-- STUDY TEXT --

*** Begin section ***

In an incredible location between mountains and sea, this historic property has been renovated and restored into an elegant home that is a money generator too.
The Grade II* listed mansion is nestled within a peaceful corner of Snowdonia National Park and is only about a mile away from the glorious Cardigan Bay coastline and its beaches between Barmouth and Aberdovey in Ceredigion.
But if a gentle stroll to the seaside sounds like too much trouble, there's a very inviting heated swimming pool to be found in one of the estate's converted former outbuildings.
The charming house and its luxury holiday accommodation cottages is called Llanfendigaid Estate, which is said to originally mean 'parish of the blessed'.
The site has been a home since as early as 1241 when records began and was, and still is, in the ownership of the Nanney-Wynn family.
The current property, that simply oozes character, dates back to the 13th century but was renovated to boast its Georgian style in 1746.

*** End section ***

-- DATASET EXCERPT --
*** Begin section ***

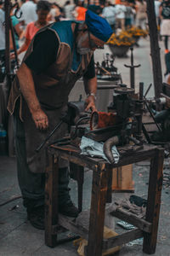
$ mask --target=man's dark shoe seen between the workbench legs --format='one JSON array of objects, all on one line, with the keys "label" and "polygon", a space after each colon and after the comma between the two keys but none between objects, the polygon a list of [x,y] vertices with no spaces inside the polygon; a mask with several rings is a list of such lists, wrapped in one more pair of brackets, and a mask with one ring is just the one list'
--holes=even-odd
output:
[{"label": "man's dark shoe seen between the workbench legs", "polygon": [[59,213],[68,217],[77,218],[79,212],[77,207],[75,207],[72,203],[72,201],[69,201],[65,205],[59,206]]}]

*** End section ***

-- PROBLEMS TO WORK ON --
• a. Reproduce the passage of the Llanfendigaid Estate text above, starting at "In an incredible" and ending at "of the blessed'.".
• b. Answer these questions using the Llanfendigaid Estate text above, with one answer per line:
(i) What listing grade does the mansion hold?
(ii) In what year was the property renovated in its Georgian style?
(iii) Which family owns the site?

-- ANSWERS TO THE EXERCISE --
• a.
In an incredible location between mountains and sea, this historic property has been renovated and restored into an elegant home that is a money generator too.
The Grade II* listed mansion is nestled within a peaceful corner of Snowdonia National Park and is only about a mile away from the glorious Cardigan Bay coastline and its beaches between Barmouth and Aberdovey in Ceredigion.
But if a gentle stroll to the seaside sounds like too much trouble, there's a very inviting heated swimming pool to be found in one of the estate's converted former outbuildings.
The charming house and its luxury holiday accommodation cottages is called Llanfendigaid Estate, which is said to originally mean 'parish of the blessed'.

• b.
(i) Grade II*
(ii) 1746
(iii) The Nanney-Wynn family